MATERIAL SHOWN
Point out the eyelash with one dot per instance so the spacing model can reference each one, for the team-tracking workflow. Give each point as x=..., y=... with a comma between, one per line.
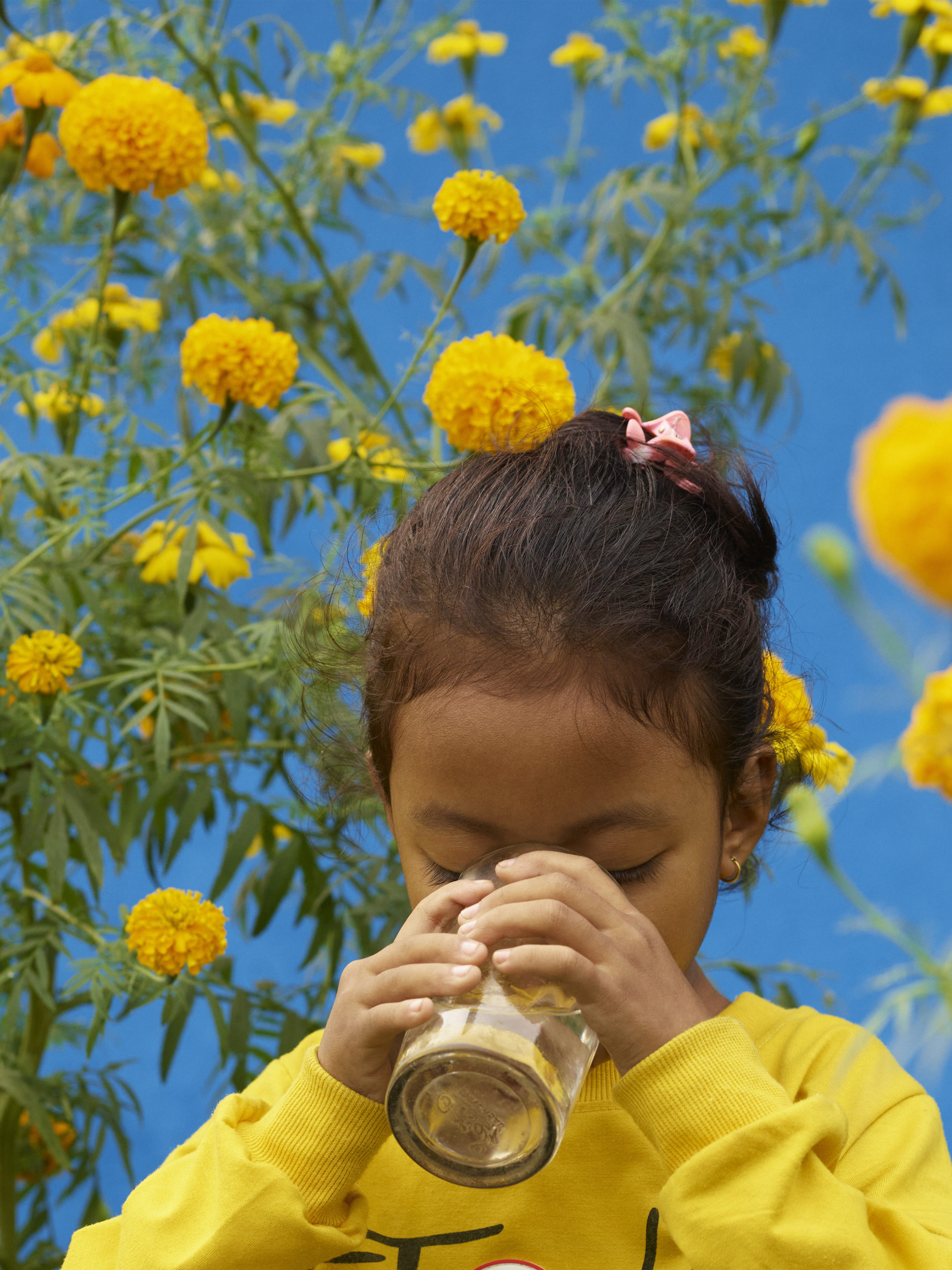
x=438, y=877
* * *
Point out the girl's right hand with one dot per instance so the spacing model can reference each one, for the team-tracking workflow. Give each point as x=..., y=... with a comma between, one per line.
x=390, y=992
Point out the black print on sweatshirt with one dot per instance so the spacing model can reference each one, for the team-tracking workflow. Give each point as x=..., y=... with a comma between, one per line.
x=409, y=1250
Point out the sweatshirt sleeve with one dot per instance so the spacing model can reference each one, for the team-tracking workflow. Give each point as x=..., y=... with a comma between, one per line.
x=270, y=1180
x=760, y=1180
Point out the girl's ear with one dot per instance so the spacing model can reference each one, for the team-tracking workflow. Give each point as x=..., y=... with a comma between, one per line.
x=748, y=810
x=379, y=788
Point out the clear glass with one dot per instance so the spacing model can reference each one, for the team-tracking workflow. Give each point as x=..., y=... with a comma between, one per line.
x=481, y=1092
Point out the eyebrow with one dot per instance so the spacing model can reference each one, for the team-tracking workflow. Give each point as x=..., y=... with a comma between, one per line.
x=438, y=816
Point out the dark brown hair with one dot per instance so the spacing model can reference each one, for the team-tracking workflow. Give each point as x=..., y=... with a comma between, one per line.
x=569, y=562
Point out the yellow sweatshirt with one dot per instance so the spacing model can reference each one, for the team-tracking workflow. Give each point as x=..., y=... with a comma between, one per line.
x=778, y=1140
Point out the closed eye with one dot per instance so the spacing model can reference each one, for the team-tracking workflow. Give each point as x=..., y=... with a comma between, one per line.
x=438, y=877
---
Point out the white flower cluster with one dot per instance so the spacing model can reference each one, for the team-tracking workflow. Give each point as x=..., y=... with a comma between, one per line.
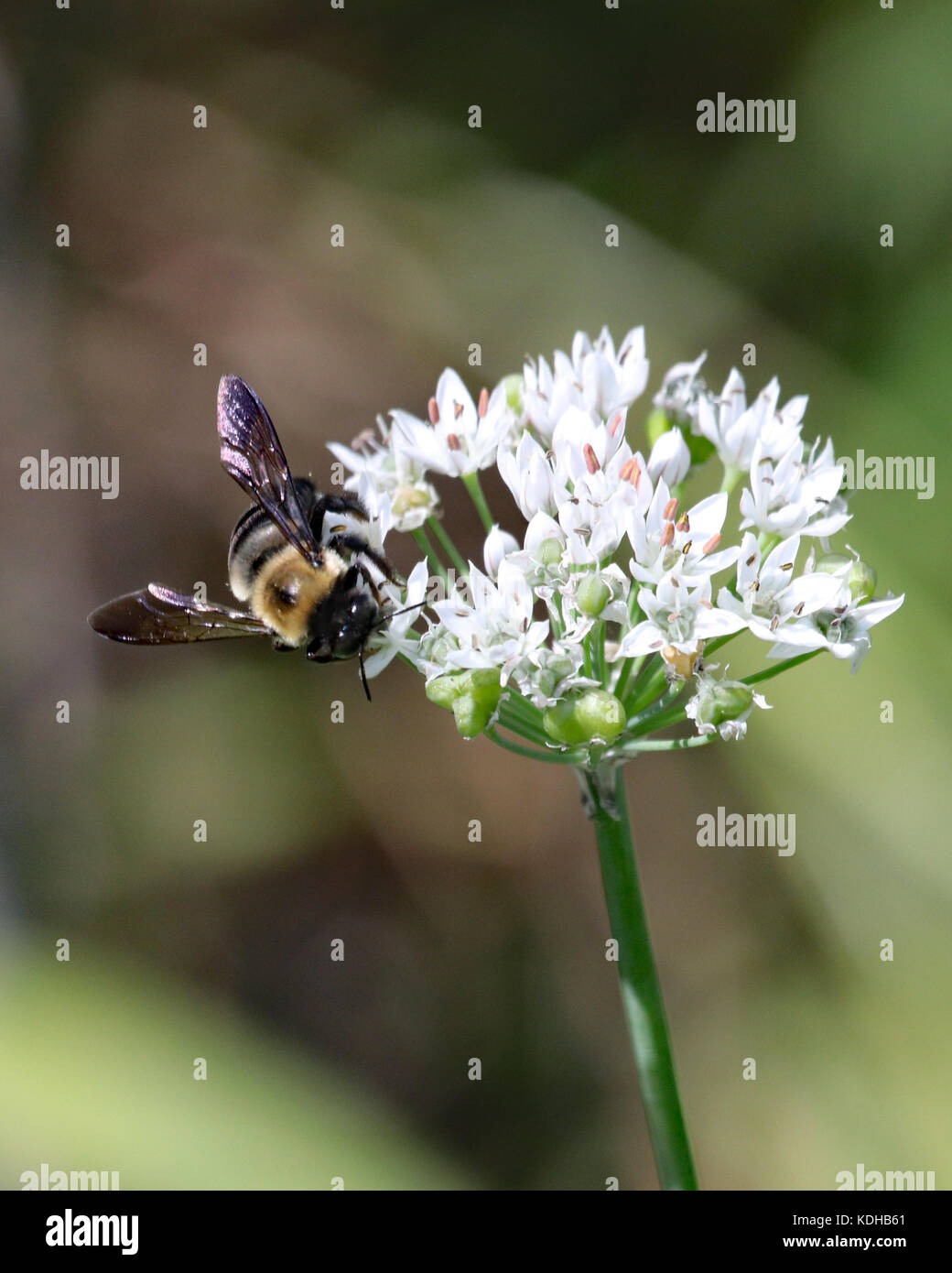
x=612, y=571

TO DO
Reproduce the lines from the one containing "Point out the girl's right" through the one containing "x=760, y=1180", switching every occurrence of "sweatshirt" to "hoodie" and leaving all else unchanged.

COMPLETED EXERCISE
Point out the girl's right hand with one dot per instance so the spacing model can reference each one, for the team-tracking workflow. Give each point as x=..., y=... with a comma between, one per line.
x=390, y=992
Point out the black print on hoodie with one dot per instance so the spacing model can reference each one, for the team-tracking workflow. Give each point as x=..., y=... with a comma between, one per line.
x=409, y=1250
Point out the hoodie sleeve with one dot per instance so the spacing model can reference each one, for the team-tracking workflow. Give each point as x=..., y=... with a comma between, one per line.
x=270, y=1180
x=760, y=1180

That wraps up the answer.